• **CONSIGNE**
Reproduisez le passage de l'article sur le pape Séverin allant de « Dans le Liber » à « très mal connu. », en y substituant « charitable » à « généreux ».

• **EXTRAIT RETENU**
+ + + + + + +
Aller au contenu

Séverin (pape)

Un article de Wikipédia, l'encyclopédie libre.

Séverin
Image illustrative de l’article Séverin (pape)
Portrait imaginaire, basilique Saint-Paul-hors-les-Murs (mosaïque du milieu du XIXe siècle).
Biographie
Nom de naissance Severinus
Naissance Inconnue
Rome
Décès
Rome
Pape de l'Église catholique
Élection au pontificat
Fin du pontificat
Ordination épiscopale

(en) Notice sur www.catholic-hierarchy.org

Séverin[1], né à Rome, est le 71e pape de l'Église catholique, élu le 15 octobre 638, mais consacré que le . Il meurt le 2 août de la même année.

Il est pris dans une lutte de pouvoir avec l'empereur byzantin Héraclius, qui fait pression sur lui pour qu'il accepte le monothélisme. Séverin refuse, ce qui entrave pendant plus de dix-huit mois ses efforts pour obtenir la reconnaissance impériale de son élection.

Début de carrière

[modifier | modifier le code]

Séverin est romain. Selon le Liber Pontificalis, son père s'appelle Avienus. Ce nom suggère une descendance de membres du Sénat romain[2]. Un précédent Avienus est consul romain en 501[3]. Déjà âgé, Séverin est élu pour succéder à Honorius Ier comme pape le 15 octobre 638[4], le troisième jour après la mort de son prédécesseur.

Il appartient à la tendance favorable au clergé séculier[5].

Polémique monothélite

[modifier | modifier le code]

Dans le Liber Pontificalis, Séverin est décrit comme un saint homme gentil, généreux et doux, un bienfaiteur du clergé et un ami des pauvres[6]. Le déroulement de son bref pontificat est très mal connu.

Le patriarche Serge Ier de Constantinople a rédigé l'Ecthèse en réponse à la lettre synodique orthodoxe du patriarche Sophrone de Jérusalem, un décret religieux qui fait du monothélisme la doctrine officielle de l'Empire byzantin. Il est affiché dans le narthex de Sainte-Sophie (Constantinople) en septembre ou octobre 638[4]. La formulation exacte de l'Ecthèse, tentative de compromis entre le symbole de Chalcédoine et le monophysisme, se réclame d'une lettre adressée en 634 par le pape Honorius Ier, prédécesseur de Séverin, au patriarche Serge Ier de Constantinople, reconnaissant l'existence d'« une seule volonté » en Jésus-Christ[7].
+ + + + + + +
• **DONNÉES FOURNIES**
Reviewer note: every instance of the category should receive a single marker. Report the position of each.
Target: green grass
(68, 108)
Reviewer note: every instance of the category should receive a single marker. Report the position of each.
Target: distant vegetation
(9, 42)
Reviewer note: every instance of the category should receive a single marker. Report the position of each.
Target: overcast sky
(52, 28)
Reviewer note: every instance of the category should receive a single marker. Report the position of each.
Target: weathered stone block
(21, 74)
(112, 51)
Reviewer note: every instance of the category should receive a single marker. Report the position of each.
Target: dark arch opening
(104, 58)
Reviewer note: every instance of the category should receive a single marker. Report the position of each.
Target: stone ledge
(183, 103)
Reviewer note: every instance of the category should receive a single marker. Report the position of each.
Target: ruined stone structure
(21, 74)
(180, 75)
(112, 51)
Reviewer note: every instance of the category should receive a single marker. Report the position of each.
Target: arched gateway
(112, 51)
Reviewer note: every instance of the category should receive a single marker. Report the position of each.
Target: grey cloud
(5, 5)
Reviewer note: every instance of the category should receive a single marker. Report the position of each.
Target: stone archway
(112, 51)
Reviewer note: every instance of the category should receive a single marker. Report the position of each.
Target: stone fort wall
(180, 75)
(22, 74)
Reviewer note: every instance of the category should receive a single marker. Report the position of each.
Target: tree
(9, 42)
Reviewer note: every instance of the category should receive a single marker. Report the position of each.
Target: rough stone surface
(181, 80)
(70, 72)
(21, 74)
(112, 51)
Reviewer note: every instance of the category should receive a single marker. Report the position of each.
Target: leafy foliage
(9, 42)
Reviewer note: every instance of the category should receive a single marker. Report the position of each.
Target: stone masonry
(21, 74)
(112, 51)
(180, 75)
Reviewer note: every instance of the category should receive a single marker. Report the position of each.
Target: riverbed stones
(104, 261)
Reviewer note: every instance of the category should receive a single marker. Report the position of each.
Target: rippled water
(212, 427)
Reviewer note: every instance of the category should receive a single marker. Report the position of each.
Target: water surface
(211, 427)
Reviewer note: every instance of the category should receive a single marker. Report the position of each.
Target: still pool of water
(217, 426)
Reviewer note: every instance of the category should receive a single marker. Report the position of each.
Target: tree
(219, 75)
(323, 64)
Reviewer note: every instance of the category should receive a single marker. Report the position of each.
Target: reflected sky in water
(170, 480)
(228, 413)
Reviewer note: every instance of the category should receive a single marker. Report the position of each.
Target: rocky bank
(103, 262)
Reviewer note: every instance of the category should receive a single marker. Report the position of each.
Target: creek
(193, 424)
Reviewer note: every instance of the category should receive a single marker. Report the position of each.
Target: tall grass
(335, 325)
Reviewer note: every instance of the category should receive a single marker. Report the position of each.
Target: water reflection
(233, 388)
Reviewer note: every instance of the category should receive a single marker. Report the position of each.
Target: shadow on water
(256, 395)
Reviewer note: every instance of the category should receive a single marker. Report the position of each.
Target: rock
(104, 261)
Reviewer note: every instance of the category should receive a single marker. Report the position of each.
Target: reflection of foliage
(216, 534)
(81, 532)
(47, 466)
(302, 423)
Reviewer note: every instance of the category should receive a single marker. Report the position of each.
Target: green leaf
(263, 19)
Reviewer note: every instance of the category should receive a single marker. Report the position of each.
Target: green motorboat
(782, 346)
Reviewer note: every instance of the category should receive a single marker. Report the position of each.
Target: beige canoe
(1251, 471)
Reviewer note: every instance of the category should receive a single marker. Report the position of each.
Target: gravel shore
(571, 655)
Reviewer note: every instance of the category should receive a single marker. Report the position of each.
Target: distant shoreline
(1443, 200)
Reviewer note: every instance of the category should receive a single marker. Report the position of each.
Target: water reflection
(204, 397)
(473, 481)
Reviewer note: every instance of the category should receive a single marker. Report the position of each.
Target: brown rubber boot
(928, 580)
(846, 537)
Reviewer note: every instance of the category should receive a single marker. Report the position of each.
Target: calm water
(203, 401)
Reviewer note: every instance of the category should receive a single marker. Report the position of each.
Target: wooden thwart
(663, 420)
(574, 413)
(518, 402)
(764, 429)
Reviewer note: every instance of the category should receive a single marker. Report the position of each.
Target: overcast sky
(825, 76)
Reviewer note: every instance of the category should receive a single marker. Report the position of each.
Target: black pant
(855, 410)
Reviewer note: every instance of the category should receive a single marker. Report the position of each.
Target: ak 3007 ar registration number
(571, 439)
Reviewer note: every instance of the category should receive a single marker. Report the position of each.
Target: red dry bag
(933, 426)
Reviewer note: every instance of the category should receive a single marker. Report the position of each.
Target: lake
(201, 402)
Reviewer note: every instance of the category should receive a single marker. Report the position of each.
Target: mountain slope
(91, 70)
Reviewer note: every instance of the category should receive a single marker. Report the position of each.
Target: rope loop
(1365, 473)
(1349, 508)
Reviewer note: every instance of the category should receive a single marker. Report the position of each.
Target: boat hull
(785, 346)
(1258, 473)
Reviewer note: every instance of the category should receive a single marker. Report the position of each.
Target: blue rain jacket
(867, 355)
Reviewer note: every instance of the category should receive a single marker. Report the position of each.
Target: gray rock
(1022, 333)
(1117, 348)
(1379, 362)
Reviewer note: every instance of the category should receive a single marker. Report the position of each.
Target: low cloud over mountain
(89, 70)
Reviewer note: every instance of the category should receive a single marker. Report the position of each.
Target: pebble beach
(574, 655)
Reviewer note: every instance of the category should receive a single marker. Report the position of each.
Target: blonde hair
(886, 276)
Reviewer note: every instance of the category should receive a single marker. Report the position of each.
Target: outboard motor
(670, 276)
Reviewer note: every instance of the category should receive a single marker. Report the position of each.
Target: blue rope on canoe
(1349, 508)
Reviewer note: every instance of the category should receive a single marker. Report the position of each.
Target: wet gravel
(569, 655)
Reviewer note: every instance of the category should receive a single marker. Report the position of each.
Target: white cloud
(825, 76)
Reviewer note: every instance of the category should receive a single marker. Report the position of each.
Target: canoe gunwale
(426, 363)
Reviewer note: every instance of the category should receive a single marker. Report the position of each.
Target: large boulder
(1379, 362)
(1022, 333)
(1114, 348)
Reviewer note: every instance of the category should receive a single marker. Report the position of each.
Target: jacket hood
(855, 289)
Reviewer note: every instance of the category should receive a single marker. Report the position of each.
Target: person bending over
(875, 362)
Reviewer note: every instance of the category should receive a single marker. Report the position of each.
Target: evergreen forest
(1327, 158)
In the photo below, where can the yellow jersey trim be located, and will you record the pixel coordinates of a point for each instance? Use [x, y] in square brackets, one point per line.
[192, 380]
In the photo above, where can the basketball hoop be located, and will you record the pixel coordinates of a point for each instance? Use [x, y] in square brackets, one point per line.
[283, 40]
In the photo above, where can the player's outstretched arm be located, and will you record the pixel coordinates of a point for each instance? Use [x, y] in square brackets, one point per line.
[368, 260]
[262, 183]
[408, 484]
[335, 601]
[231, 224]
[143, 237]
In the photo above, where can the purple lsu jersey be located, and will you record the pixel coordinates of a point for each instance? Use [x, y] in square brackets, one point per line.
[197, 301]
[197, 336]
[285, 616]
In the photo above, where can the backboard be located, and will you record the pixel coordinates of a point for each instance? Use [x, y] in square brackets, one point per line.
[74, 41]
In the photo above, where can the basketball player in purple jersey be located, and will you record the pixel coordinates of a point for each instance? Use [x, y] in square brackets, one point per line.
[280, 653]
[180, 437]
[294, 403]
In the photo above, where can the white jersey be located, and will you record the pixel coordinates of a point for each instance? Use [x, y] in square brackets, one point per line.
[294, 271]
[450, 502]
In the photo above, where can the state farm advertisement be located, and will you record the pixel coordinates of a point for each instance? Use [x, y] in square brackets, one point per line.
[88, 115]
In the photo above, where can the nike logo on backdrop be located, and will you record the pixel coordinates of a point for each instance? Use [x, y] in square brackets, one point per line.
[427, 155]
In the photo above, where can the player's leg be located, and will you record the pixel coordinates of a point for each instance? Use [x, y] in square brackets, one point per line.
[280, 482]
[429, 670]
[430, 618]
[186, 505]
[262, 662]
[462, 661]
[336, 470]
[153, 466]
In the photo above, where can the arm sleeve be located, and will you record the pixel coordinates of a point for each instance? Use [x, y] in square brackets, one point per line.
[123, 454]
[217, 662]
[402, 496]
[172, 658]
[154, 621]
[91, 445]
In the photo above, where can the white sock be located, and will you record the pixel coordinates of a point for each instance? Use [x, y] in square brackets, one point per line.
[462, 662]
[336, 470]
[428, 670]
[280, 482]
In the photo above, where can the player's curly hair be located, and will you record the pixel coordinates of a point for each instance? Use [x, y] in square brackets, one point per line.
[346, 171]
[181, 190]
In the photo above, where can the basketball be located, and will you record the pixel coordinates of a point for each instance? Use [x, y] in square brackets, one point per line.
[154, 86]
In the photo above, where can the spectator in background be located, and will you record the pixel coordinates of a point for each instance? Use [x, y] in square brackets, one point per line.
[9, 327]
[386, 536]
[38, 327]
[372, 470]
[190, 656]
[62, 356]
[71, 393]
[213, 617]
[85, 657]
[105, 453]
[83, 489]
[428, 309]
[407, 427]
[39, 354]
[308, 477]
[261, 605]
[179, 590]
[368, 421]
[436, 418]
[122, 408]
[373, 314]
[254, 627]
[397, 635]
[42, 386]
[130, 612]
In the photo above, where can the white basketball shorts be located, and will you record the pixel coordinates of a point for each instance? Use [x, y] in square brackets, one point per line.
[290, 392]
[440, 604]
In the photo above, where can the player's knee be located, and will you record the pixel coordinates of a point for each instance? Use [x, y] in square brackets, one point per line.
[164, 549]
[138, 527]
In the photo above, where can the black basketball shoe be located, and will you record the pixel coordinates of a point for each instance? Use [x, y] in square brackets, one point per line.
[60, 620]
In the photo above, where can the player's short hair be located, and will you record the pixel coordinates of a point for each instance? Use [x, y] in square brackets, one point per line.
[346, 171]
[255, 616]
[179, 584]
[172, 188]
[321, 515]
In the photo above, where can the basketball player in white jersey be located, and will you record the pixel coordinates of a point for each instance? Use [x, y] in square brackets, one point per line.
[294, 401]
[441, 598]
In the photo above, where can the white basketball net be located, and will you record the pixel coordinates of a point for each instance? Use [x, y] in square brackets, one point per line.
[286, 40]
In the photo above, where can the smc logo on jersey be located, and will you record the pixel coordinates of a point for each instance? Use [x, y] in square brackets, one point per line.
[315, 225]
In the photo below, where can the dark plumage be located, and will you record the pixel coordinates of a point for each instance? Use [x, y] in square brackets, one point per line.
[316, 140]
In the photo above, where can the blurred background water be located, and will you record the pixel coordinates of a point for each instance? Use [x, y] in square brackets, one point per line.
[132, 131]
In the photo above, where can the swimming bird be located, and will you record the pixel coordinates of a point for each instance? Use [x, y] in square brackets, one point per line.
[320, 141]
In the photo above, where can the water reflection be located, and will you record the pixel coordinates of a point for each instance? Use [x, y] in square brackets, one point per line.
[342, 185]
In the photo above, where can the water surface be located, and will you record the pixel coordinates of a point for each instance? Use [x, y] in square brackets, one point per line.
+ + + + + + +
• **RÉPONSE**
Dans le Liber Pontificalis, Séverin est décrit comme un saint homme gentil, charitable et doux, un bienfaiteur du clergé et un ami des pauvres[6]. Le déroulement de son bref pontificat est très mal connu.